> **Exercise aim**: Extend the passage about raising antibodies against hard-to-purify membrane proteins, picking up after its final sentence.

> **Text under study**:

▶

Purification of membrane proteins is generally tedious and difficult because they are removed from their native membrane en- vironment into a detergent buffer that can only partially mimic the physical and chemical properties of a lipid membrane. Thus, many membrane proteins – multipass transmembrane proteins – do not retain their native conformation after extraction and reconstitution or do so only partially or only under very special buffer conditions. If such structurally compromised proteins are used as antigens for immunization, the probability of obtaining antibodies capable of recognizing the target protein in its native context is very low. In this case study, we discuss the successful development of antibodies against formyl peptide receptor-like 1 (FPRL1), a challenging GPCR protein.

◀

> **Records**:
▶

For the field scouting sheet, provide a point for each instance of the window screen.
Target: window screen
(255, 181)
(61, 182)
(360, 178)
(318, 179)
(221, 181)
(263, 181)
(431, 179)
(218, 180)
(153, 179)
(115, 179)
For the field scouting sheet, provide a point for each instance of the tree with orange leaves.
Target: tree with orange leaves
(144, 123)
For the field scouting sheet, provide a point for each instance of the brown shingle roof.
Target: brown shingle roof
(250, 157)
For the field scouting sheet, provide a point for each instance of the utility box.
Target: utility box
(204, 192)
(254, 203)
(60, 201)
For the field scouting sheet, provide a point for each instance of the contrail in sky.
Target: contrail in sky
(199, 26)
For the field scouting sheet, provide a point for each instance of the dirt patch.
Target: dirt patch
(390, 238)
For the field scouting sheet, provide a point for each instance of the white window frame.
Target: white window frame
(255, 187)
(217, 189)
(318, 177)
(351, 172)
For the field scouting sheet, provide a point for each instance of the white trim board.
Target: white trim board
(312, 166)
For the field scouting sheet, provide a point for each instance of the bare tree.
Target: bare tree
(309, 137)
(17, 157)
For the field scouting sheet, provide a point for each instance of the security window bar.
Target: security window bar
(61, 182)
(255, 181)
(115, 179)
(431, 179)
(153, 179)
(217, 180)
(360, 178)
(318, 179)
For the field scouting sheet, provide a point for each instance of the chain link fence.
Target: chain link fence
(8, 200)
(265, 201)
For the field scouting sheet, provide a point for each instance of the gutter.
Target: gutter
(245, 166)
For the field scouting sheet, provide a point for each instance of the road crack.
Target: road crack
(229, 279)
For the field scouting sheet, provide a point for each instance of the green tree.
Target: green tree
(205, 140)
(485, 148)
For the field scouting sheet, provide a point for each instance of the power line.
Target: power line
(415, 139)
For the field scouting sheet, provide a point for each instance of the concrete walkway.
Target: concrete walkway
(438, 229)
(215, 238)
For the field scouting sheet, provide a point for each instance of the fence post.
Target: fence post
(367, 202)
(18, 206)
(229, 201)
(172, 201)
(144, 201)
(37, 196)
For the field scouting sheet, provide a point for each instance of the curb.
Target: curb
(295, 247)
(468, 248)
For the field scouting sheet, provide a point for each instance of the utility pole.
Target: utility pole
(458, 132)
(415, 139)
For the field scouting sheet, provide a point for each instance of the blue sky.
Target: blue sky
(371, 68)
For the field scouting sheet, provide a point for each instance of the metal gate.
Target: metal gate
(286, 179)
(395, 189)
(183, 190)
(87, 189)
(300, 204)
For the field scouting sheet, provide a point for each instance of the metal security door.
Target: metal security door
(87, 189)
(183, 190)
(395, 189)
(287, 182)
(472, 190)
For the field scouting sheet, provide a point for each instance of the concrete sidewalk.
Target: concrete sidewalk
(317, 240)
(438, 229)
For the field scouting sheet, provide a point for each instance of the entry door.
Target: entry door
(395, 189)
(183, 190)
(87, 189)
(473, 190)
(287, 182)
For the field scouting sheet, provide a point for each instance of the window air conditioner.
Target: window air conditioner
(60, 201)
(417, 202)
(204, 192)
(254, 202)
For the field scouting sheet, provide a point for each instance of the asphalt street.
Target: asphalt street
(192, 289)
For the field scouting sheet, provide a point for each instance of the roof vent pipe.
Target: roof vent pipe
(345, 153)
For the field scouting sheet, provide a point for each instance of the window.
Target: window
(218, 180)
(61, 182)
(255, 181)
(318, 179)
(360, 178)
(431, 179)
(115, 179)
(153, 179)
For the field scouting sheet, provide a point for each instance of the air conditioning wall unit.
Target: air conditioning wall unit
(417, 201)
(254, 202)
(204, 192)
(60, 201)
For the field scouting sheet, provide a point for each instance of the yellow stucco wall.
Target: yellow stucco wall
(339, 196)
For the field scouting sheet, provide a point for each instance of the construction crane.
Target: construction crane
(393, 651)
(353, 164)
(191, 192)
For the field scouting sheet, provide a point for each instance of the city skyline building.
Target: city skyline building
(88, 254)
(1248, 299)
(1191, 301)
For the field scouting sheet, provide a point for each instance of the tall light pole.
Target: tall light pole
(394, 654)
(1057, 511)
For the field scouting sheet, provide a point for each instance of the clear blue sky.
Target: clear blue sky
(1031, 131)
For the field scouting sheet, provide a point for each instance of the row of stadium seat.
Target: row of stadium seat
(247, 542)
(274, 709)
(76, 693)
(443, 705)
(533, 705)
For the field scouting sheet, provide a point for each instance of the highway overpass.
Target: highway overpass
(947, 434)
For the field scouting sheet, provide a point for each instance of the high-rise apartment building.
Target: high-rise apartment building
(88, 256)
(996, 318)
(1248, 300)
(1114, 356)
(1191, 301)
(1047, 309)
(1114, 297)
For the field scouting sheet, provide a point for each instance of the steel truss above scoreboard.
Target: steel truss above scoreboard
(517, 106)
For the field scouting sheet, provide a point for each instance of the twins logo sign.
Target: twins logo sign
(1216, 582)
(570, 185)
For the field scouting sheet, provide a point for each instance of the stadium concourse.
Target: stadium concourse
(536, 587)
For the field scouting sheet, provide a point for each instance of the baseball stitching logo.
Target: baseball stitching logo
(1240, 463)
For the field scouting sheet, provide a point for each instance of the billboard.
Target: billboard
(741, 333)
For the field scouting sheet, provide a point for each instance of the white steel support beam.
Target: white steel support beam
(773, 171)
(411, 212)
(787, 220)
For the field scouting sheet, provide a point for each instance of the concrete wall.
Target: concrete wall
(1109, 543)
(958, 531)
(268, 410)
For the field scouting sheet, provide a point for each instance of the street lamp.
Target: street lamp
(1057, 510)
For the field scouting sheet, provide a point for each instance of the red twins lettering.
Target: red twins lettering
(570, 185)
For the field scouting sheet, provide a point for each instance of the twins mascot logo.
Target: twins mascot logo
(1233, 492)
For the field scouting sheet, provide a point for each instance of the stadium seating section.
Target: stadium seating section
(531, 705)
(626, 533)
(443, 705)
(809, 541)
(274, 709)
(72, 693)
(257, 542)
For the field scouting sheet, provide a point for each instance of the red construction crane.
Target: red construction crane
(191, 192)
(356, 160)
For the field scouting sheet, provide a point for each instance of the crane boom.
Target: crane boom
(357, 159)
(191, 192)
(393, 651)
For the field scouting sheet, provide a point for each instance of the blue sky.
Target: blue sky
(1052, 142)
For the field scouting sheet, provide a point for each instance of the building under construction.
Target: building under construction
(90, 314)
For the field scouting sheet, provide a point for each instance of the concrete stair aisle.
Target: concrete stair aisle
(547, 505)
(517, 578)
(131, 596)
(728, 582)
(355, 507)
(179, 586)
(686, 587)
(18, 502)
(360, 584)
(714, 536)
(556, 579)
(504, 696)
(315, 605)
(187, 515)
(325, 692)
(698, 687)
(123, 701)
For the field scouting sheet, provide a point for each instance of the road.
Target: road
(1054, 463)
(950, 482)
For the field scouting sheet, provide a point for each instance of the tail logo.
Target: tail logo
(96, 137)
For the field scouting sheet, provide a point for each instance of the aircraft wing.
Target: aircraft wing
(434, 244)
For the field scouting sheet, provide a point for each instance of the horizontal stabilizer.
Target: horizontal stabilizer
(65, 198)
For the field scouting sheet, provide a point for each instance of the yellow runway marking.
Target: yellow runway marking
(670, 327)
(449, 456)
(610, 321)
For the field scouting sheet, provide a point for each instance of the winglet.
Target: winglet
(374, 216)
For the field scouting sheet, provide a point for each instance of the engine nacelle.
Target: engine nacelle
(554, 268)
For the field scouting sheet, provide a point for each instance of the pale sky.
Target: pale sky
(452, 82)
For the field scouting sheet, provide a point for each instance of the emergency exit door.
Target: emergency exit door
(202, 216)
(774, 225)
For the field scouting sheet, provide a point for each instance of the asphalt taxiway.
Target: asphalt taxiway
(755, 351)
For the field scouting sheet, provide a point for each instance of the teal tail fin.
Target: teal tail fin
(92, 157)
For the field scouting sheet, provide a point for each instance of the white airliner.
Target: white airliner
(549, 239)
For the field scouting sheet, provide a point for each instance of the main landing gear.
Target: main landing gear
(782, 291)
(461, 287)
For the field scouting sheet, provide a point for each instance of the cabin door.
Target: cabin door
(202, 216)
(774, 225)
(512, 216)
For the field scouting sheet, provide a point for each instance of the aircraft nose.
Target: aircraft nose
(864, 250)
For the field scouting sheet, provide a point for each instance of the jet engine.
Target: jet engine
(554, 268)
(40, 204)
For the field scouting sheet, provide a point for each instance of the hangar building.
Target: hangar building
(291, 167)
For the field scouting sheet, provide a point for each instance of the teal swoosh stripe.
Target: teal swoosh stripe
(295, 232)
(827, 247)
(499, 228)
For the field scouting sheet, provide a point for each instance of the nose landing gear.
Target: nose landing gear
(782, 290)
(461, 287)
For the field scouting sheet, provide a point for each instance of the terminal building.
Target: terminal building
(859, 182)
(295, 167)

◀

> **Response below**:
In developing the strategy for producing SAA-1 blocking antibodies, it was important not to disrupt the native conformation of FPRL1 – non-linear epitopes should be preserved. The use of peptides or purified protein fragments was therefore ruled out. We decided to genetically immunize with specially designed immunization constructs that coded for the complete FPRL1 protein.


We were able to express the protein in vivo and achieve an immune response of the host animal. Subsequent cell fusion yielded dozens of antibodies, some of which had the desired agonistic functionality. Genovac was able to develop antibodies that can be useful therapeutically by decreasing the frequency of immunosuppressive neutrophils and restoring tumor-specific immune responses.